Rewrite these lines with "weathered wood texture" changed to "rusted metal surface" and everything else kept the same, and leave the picture out of your answer.

* begin Raw records *

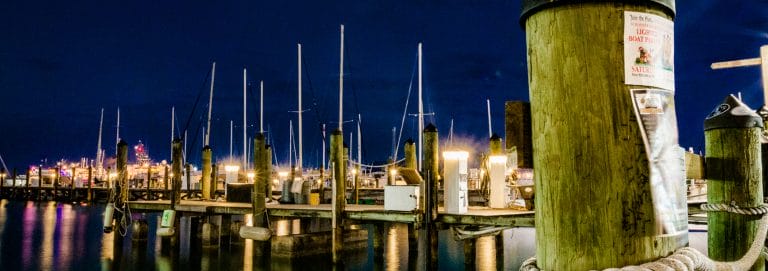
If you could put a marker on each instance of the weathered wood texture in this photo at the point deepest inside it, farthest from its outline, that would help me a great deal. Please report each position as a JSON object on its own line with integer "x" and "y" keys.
{"x": 734, "y": 174}
{"x": 694, "y": 166}
{"x": 517, "y": 125}
{"x": 176, "y": 171}
{"x": 259, "y": 181}
{"x": 593, "y": 196}
{"x": 205, "y": 182}
{"x": 337, "y": 156}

* end Raw records *

> Result:
If you could put a marker on each instance of the rusted metal surface in this photo at the point deepest inside it, farthest from its outline, that would help me a great deal. Please report each position as a JSON object on its own line with integer "x" and "y" keys.
{"x": 734, "y": 174}
{"x": 694, "y": 166}
{"x": 517, "y": 125}
{"x": 176, "y": 171}
{"x": 259, "y": 181}
{"x": 593, "y": 196}
{"x": 205, "y": 182}
{"x": 337, "y": 156}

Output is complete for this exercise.